## DATASET EXTRACT
>>

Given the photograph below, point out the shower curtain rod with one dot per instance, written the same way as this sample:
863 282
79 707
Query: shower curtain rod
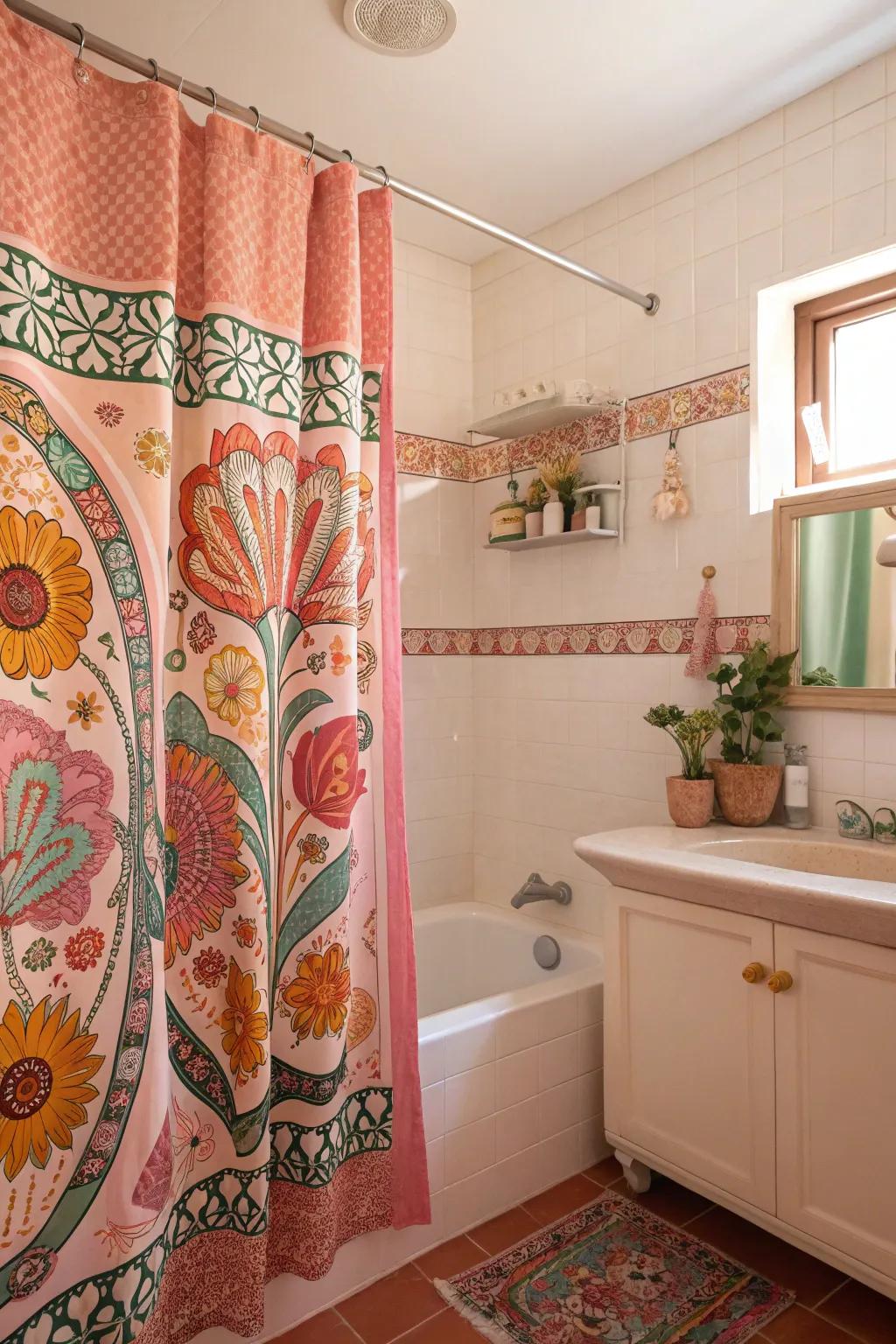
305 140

<<
>>

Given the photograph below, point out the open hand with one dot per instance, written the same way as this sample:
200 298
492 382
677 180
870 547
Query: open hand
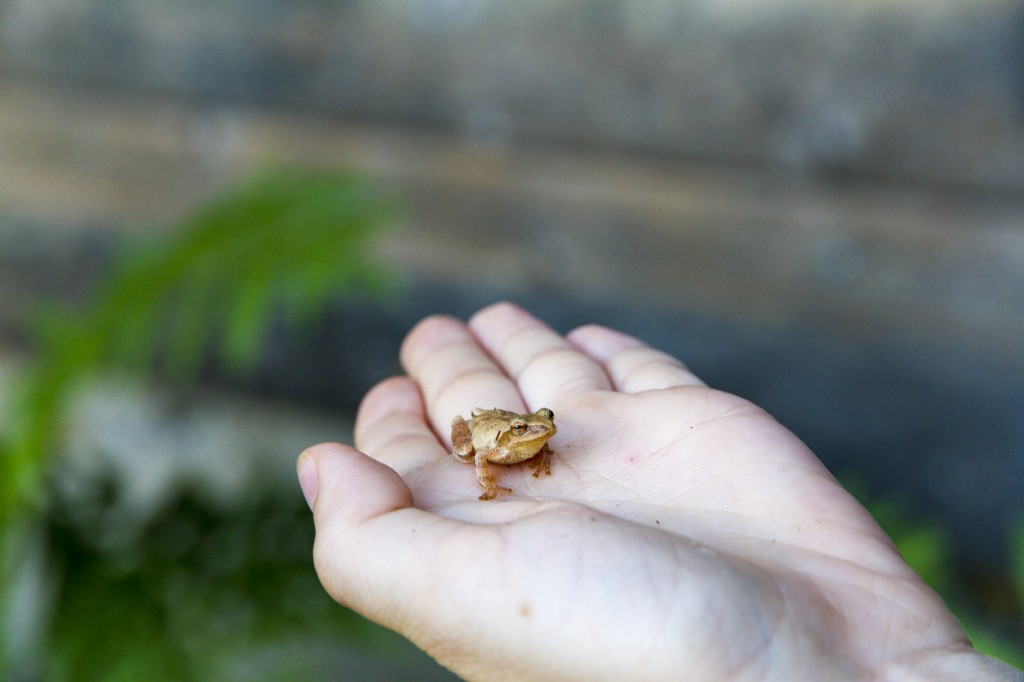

<<

## PROBLEM
Swap "open hand" for "raised palm" in the records, starting with the line that contains "Given the photograph below, point out the open" and going on through the line that contains "Query: open hand". Write out only those lines again, with nothing else changed.

## SOLUTION
Given the photograph below, point out the raised palm with one dot per instance, written the same way as this sample:
200 298
492 382
677 180
870 547
Query: raised palm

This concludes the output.